START Records to use

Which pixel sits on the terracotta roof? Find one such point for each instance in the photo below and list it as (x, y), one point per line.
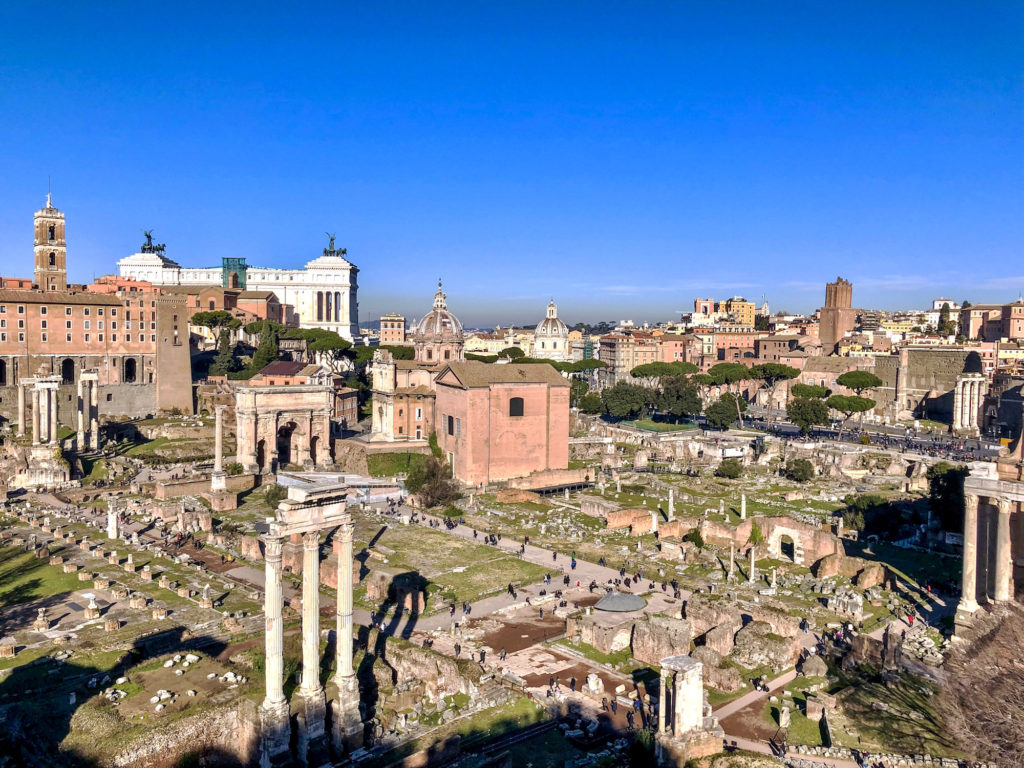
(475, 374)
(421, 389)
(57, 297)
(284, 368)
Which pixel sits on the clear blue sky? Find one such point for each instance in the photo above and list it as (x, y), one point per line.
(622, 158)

END Records to use
START Records to use

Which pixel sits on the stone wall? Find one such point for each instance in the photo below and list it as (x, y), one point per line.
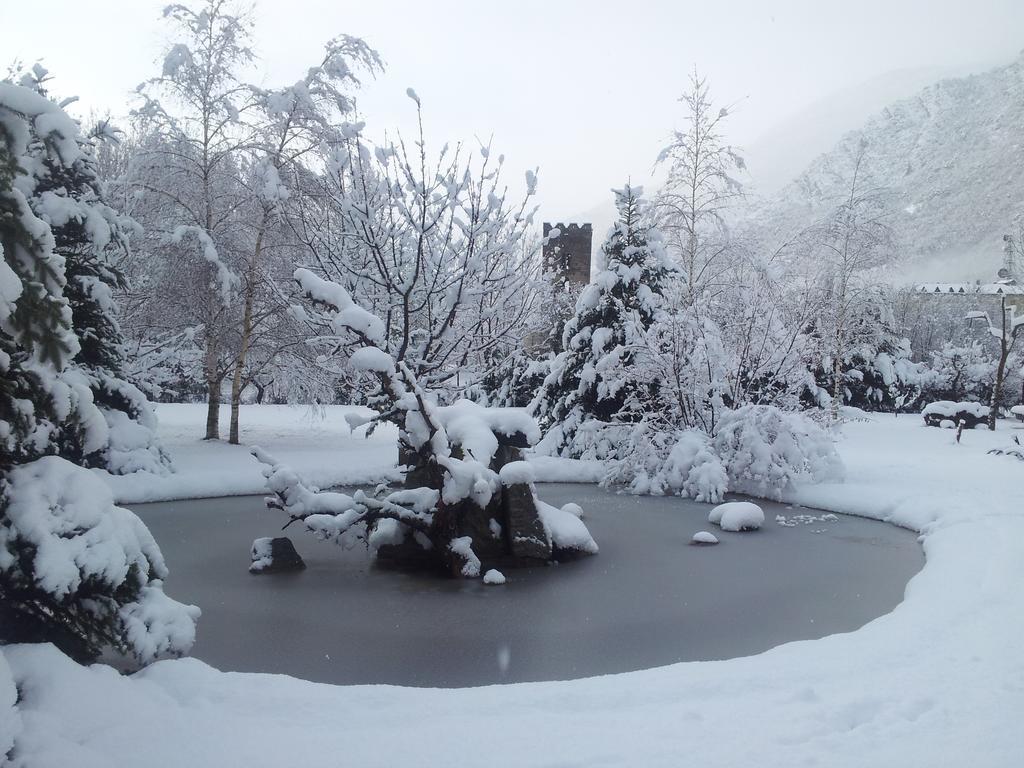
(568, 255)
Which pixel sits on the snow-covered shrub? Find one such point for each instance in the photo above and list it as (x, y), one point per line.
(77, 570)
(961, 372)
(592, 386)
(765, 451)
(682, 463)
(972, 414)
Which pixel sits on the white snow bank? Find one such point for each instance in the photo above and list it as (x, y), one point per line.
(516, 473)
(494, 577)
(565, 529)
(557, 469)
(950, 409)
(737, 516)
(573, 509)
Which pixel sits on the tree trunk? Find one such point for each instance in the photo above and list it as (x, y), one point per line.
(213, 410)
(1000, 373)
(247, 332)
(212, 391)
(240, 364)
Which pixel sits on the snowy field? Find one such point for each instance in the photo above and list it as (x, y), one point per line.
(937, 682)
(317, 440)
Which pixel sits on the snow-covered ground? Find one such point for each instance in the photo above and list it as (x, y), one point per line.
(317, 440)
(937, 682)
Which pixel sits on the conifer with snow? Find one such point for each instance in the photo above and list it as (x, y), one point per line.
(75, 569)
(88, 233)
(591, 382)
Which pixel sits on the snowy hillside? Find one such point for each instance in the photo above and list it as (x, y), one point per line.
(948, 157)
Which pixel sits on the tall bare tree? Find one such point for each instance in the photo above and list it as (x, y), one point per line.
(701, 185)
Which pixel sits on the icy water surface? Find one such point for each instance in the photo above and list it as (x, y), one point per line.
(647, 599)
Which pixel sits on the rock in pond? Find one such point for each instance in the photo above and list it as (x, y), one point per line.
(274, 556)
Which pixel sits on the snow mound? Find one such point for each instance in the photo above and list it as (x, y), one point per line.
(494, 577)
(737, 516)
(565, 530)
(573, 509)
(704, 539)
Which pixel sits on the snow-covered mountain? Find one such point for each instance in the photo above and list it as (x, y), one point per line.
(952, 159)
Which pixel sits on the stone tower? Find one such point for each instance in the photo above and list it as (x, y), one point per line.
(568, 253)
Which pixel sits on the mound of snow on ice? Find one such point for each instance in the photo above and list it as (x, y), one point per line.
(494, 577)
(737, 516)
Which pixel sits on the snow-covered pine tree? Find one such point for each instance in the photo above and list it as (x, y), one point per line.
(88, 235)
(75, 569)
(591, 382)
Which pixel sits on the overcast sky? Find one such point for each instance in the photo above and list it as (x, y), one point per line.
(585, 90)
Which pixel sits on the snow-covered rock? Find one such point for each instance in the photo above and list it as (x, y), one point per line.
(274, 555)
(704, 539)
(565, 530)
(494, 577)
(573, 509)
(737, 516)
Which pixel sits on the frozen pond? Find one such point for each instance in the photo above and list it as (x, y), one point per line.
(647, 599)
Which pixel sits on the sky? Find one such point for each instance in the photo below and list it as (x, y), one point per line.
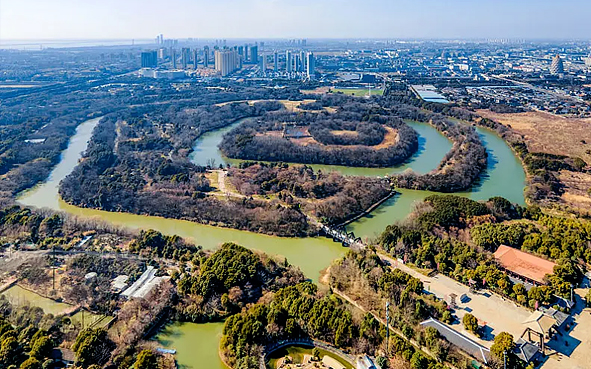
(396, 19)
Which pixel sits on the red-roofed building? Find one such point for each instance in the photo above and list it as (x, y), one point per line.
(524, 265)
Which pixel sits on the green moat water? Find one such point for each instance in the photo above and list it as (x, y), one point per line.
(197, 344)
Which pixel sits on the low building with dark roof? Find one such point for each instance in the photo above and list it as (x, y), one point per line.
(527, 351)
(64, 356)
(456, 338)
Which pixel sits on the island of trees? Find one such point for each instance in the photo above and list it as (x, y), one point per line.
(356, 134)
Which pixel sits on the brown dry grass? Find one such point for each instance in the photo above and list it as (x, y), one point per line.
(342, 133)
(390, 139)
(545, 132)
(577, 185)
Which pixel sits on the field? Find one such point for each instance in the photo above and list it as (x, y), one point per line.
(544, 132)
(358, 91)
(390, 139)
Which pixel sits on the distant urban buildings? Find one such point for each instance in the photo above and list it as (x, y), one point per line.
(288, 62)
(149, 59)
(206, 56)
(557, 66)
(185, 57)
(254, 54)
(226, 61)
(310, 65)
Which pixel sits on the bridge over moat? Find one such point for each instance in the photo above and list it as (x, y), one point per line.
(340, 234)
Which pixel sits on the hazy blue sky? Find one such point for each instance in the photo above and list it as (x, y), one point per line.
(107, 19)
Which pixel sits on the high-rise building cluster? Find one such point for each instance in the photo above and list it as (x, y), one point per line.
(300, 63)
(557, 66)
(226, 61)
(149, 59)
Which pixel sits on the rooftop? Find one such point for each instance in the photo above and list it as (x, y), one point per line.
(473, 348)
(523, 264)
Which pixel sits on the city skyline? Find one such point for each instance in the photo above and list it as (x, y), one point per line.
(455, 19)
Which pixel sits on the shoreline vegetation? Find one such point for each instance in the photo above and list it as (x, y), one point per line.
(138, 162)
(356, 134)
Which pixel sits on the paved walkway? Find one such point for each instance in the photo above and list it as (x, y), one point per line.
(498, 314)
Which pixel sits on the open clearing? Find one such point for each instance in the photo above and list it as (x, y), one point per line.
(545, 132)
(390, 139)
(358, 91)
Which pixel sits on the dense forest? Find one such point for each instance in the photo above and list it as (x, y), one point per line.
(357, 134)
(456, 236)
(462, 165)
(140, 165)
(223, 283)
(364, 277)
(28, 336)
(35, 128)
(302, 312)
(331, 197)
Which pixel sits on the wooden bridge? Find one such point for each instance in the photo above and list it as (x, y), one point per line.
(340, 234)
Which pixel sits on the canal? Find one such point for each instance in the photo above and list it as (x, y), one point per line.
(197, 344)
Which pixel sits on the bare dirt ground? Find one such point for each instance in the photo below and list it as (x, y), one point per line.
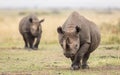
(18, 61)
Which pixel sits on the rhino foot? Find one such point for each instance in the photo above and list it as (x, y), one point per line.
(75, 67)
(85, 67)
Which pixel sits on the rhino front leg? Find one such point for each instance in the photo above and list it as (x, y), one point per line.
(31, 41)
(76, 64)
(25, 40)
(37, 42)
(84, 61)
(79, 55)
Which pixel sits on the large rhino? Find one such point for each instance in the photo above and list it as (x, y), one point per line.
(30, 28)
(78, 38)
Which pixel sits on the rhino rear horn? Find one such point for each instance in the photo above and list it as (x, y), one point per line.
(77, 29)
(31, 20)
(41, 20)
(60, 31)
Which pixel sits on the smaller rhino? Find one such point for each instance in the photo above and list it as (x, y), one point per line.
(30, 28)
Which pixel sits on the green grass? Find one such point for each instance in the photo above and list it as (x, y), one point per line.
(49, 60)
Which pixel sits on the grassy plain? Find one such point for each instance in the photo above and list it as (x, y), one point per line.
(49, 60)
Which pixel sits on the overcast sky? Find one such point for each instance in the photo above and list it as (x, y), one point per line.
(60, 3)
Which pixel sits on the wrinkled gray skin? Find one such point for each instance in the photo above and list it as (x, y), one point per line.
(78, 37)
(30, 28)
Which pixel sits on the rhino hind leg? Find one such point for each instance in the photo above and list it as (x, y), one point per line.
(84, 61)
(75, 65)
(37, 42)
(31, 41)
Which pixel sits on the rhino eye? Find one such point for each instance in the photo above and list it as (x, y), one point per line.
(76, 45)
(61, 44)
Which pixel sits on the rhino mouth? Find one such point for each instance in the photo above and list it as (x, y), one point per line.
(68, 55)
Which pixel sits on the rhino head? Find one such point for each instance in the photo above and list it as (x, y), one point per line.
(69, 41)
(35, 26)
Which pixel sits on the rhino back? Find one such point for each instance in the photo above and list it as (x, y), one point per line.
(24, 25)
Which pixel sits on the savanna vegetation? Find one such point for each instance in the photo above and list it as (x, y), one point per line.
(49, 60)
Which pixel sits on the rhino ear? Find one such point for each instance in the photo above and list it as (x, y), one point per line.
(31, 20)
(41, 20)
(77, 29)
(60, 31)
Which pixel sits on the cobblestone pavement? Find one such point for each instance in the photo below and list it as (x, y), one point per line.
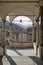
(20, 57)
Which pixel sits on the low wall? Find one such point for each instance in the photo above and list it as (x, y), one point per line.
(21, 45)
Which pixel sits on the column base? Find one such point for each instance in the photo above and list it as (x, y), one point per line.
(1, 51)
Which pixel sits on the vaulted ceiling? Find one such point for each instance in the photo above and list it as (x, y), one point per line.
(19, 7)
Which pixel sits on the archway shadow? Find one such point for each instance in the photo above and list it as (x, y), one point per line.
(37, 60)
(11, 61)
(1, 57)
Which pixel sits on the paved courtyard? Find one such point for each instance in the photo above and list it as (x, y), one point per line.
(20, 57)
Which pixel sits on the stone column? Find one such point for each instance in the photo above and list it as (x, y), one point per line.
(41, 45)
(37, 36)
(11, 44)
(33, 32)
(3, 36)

END Records to use
START Records to use

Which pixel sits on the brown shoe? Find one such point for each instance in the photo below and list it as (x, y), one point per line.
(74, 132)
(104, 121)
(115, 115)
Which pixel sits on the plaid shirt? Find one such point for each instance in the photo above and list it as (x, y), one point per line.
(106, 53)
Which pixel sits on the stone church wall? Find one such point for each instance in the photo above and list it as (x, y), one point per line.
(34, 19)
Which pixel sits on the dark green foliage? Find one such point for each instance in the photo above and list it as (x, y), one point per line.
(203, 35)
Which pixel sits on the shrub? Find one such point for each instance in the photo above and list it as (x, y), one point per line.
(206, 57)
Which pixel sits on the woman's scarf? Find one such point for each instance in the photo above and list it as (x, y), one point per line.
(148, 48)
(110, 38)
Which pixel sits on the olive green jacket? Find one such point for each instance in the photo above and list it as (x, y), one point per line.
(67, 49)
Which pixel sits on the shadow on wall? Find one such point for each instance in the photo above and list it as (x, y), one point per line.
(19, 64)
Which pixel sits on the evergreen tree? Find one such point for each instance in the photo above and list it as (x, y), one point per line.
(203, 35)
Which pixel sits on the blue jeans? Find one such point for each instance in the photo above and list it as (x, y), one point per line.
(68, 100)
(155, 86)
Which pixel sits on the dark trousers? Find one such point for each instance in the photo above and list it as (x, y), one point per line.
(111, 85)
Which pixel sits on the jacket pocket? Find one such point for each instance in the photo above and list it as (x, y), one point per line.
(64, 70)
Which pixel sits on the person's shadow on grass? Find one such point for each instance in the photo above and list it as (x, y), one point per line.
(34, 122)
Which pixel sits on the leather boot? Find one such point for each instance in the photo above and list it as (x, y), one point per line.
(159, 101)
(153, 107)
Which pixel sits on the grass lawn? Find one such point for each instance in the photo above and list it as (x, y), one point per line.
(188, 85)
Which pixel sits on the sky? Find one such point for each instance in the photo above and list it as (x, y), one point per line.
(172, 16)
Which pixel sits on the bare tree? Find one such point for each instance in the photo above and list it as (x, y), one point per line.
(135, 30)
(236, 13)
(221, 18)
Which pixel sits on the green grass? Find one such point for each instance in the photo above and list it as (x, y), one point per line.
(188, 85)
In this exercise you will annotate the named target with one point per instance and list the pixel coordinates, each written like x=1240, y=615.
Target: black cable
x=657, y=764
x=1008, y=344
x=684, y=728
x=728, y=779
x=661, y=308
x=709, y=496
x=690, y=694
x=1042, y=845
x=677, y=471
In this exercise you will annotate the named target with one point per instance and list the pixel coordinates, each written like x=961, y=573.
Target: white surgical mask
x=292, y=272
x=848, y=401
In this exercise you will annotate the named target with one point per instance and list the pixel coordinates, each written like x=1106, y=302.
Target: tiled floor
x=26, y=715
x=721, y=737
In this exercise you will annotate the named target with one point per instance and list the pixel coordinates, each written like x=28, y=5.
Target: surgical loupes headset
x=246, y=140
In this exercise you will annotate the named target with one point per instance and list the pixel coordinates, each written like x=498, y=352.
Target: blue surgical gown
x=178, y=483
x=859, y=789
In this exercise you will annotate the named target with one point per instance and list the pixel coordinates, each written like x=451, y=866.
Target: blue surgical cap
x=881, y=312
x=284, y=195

END Records to use

Return each line of the records above that contains the word "exercise", copied in full and in its original order.

=== Solution for this problem ===
In this exercise you will annotate the named target with one point per instance and list the pixel coordinates, each written like x=1240, y=615.
In this exercise you will annotate the named target with one point per instance and list the pixel coordinates, each written like x=961, y=573.
In this exercise you will annotate the named target with one point per instance and list the pixel coordinates, each written like x=1106, y=302.
In this exercise you will annotate the named target with one point per instance and list the pixel coordinates, each written like x=28, y=5.
In this exercise you will annotate the named target with one point per instance and list the pixel coordinates, each written like x=498, y=352.
In this exercise you will annotate the named target with one point per instance and list the pixel coordinates, each written like x=451, y=866.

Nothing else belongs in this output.